__Exercise__
Rewrite the passage on loop-invariant array index computations between "Now, something that" and "stored in memory.", inclusive, replacing "integer" with "offset".

__Selected text__
◆ ◆ ◆
Perhaps not all that impressive, but useful. One particularly rich source of loop invariant computations is array index computations. This is especially true of index computations for multi dimensional arrays. Consider the following C code where the mapping of the two dimensional array to a one dimensional array has been made explicit:

void add(double *a, double *b, int m, int n) {
  for( int i = 0; i < m; i++ ) {
    for( int j = 0; j < n; j++ ) {
      a[i*n + j] += b[j];
    }
  }
}

We see that the i*n expression is invariant in the inner loop, so we can move it out:

void add(double *a, double *b, int m, int n) {
  for( int i = 0; i < m; i++ ) {
    int t = i*n;
    for( int j = 0; j < n; j++ ) {
      a[t + j] += b[j];
    }
  }
}

Now, something that is not immediately obvious is that there is a loop invariant add involved in the array access, so we can actually rewrite the code to:

void add(double *a, double *b, int m, int n) {
  for( int i = 0; i < m; i++ ) {
    int t = i*n;
    double *c = a + t;
    for( int j = 0; j < n; j++ ) {
      c[j] += b[j];
    }
  }
}

By the rules of pointer arithmetic in C, when a pointer and an integer is added, the integer is implicitly multiplied by the size of the kind of thing the pointer points at and the type of the result becomes the type of the pointer. So a + t becomes a pointer to a double, double *, that points exactly to where a[t] is stored in memory.
◆ ◆ ◆
__Provided material__
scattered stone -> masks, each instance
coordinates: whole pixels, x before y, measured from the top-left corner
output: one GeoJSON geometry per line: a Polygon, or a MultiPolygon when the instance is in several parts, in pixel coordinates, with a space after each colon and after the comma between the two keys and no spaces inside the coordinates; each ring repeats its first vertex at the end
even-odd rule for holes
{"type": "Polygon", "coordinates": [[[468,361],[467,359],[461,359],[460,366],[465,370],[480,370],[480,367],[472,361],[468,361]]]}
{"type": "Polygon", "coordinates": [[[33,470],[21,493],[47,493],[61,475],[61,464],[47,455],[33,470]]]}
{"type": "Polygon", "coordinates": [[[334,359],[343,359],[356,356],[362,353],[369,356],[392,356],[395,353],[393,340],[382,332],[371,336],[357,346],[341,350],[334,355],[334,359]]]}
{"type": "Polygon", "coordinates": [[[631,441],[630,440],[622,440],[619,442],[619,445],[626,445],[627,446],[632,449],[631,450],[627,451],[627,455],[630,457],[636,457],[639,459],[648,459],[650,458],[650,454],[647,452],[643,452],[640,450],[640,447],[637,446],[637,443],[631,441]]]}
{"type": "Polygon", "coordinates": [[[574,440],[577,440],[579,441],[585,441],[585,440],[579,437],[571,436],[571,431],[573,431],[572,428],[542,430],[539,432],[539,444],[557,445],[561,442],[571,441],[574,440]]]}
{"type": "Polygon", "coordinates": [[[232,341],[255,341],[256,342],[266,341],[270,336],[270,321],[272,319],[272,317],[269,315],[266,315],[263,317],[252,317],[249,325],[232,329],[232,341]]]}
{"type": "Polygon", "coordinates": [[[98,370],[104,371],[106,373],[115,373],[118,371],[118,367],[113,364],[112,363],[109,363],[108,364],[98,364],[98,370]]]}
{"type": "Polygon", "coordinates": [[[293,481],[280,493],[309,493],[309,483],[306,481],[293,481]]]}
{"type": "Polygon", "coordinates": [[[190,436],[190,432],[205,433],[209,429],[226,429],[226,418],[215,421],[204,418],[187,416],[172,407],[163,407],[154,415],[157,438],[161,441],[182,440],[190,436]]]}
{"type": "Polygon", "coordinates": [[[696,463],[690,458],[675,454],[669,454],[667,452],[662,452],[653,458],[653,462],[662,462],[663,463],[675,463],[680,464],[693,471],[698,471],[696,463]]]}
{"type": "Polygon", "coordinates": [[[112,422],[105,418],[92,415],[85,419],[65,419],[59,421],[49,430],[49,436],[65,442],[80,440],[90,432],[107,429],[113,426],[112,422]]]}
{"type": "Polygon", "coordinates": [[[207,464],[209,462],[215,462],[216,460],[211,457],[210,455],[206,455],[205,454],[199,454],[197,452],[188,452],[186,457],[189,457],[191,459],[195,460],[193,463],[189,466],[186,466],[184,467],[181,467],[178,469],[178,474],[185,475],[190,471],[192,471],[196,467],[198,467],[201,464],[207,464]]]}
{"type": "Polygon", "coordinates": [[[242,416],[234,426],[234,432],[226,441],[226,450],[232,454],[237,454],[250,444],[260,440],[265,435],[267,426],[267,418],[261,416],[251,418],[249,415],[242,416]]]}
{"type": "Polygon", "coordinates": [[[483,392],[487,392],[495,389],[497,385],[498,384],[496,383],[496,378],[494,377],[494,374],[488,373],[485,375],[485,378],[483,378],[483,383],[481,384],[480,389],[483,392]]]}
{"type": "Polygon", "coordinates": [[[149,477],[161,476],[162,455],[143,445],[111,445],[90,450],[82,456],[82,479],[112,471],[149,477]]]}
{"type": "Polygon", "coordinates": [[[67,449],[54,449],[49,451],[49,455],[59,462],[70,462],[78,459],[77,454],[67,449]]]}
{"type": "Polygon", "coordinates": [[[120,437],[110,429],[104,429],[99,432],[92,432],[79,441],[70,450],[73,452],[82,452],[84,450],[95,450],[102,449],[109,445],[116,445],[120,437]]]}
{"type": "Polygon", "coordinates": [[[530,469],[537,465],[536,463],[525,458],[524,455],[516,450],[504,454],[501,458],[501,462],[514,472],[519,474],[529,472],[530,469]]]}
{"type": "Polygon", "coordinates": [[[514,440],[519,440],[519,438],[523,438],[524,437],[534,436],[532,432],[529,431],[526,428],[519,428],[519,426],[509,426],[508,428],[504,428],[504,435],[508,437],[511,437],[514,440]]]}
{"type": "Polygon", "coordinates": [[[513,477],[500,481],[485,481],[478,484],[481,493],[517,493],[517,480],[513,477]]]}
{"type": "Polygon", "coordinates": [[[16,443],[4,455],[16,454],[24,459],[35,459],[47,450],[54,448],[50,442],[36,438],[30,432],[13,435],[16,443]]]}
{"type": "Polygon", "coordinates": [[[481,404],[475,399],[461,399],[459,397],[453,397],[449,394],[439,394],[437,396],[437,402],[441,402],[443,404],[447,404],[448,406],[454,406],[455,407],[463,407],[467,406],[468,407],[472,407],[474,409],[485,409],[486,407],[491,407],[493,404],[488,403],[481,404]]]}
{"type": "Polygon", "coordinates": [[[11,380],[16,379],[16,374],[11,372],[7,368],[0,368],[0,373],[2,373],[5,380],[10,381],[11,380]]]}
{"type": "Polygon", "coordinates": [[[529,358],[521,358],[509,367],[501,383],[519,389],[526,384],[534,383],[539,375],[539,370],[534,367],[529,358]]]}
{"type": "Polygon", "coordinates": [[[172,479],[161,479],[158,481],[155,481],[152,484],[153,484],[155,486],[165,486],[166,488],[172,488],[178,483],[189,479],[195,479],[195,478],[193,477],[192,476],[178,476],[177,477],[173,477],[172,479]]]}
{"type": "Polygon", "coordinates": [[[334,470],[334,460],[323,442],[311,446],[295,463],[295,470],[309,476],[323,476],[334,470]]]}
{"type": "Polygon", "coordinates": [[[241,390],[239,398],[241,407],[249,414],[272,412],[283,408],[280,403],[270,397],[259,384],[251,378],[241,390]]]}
◆ ◆ ◆
__Full output__
Now, something that is not immediately obvious is that there is a loop invariant add involved in the array access, so we can actually rewrite the code to:

void add(double *a, double *b, int m, int n) {
  for( int i = 0; i < m; i++ ) {
    int t = i*n;
    double *c = a + t;
    for( int j = 0; j < n; j++ ) {
      c[j] += b[j];
    }
  }
}

By the rules of pointer arithmetic in C, when a pointer and an offset is added, the offset is implicitly multiplied by the size of the kind of thing the pointer points at and the type of the result becomes the type of the pointer. So a + t becomes a pointer to a double, double *, that points exactly to where a[t] is stored in memory.